▶

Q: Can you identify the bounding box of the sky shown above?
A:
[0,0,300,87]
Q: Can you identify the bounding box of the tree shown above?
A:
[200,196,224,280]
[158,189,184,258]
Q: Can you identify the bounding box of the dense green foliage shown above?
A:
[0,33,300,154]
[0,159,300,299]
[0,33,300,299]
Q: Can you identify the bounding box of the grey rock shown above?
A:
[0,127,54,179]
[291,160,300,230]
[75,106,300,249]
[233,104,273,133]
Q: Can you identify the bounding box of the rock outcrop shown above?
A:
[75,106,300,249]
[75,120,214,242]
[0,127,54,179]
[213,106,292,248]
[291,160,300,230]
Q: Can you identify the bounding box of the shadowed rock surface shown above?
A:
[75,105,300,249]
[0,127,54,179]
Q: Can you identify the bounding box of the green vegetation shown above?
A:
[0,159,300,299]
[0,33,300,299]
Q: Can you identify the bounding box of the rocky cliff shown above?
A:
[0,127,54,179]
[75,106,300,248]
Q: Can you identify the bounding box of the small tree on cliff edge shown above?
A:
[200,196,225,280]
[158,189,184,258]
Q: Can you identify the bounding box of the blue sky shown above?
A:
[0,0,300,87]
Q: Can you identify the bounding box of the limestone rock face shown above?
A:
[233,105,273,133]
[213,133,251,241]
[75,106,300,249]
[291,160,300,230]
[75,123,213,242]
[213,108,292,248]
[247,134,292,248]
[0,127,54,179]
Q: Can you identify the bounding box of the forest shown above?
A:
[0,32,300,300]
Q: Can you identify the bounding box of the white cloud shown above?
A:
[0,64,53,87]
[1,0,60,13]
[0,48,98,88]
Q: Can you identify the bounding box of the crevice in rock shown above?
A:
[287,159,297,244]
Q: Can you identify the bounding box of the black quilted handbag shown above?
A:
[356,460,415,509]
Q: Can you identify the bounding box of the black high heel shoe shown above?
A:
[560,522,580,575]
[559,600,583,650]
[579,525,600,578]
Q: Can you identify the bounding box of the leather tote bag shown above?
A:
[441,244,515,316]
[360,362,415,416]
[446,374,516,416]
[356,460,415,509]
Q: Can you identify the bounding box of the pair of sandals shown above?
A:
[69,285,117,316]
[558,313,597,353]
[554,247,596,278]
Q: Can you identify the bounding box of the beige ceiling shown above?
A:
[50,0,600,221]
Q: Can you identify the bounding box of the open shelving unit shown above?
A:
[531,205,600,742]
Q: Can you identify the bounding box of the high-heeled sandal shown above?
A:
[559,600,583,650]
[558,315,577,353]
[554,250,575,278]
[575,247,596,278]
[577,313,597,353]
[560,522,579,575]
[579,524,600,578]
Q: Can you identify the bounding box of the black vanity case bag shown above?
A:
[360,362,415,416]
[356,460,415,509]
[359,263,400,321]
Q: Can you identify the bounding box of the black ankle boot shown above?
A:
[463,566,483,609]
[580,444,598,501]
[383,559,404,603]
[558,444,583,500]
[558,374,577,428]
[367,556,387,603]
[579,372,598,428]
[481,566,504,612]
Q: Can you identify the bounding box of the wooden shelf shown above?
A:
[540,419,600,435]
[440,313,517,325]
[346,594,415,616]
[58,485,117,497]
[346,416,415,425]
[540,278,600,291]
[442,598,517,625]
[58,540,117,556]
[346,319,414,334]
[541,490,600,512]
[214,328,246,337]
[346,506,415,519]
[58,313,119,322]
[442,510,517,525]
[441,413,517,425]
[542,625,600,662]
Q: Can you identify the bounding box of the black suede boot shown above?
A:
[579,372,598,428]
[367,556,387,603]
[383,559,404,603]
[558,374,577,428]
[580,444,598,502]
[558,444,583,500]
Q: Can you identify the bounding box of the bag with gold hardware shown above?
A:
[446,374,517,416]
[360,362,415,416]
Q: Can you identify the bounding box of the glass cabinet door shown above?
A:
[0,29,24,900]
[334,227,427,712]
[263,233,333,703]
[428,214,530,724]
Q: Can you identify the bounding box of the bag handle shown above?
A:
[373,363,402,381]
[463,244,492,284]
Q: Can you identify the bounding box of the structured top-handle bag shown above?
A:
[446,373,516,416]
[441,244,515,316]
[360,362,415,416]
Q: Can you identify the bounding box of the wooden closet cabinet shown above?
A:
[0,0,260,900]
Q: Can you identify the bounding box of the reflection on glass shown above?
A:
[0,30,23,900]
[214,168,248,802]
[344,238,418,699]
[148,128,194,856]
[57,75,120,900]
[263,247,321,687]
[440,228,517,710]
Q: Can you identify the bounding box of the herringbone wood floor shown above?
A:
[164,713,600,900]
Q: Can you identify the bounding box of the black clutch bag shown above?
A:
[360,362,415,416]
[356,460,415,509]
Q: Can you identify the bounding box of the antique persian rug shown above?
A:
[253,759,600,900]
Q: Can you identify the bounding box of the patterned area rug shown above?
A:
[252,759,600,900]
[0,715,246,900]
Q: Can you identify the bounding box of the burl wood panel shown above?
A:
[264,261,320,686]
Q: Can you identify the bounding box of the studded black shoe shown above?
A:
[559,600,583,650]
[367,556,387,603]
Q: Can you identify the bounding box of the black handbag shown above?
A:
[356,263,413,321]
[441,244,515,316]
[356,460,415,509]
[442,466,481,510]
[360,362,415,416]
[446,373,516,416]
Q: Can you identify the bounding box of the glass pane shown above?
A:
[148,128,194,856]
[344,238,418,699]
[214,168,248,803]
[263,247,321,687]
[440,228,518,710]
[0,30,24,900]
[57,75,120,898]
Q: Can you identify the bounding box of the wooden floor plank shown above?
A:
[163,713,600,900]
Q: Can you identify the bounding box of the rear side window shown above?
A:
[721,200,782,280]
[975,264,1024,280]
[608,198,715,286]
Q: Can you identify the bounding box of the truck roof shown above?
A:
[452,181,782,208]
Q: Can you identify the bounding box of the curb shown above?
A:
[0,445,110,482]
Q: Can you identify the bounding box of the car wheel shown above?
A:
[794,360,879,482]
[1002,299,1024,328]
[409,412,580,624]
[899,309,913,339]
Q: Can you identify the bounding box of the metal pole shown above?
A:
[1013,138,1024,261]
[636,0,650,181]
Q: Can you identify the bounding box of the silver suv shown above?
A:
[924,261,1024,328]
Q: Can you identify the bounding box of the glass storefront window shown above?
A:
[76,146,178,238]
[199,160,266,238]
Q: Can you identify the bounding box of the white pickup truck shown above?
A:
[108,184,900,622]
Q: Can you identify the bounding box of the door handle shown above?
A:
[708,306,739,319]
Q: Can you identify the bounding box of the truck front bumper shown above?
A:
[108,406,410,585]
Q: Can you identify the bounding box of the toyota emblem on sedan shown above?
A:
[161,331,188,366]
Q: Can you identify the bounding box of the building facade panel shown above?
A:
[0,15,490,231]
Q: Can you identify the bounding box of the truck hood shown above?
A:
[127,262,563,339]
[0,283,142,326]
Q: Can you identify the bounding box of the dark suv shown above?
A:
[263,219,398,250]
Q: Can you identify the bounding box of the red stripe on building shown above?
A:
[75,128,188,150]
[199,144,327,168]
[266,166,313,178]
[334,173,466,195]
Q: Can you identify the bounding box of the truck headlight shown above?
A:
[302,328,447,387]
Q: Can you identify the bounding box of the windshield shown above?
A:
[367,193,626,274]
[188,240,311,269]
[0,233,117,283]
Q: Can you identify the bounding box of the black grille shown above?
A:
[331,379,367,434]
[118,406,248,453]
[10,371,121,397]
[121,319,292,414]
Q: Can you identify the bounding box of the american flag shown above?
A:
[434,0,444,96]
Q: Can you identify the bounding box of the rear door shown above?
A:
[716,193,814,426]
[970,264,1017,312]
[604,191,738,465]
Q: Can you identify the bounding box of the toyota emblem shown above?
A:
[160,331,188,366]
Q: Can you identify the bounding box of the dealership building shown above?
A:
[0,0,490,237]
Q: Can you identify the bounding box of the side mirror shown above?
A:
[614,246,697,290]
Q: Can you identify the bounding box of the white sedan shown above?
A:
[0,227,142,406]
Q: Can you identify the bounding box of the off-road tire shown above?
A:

◀

**Requirements:** Put the data from the line containing "Q: Can you identify the bounding box of the white sedan" through the end of the data into a numbered list, leaving out any blank lines.

**Task result:**
1. Q: Can you identify the bounding box of the white sedan shown above?
2. A:
3. [0,227,142,406]
4. Q: Can you identify the bounding box of the off-road tire shown above?
5. A:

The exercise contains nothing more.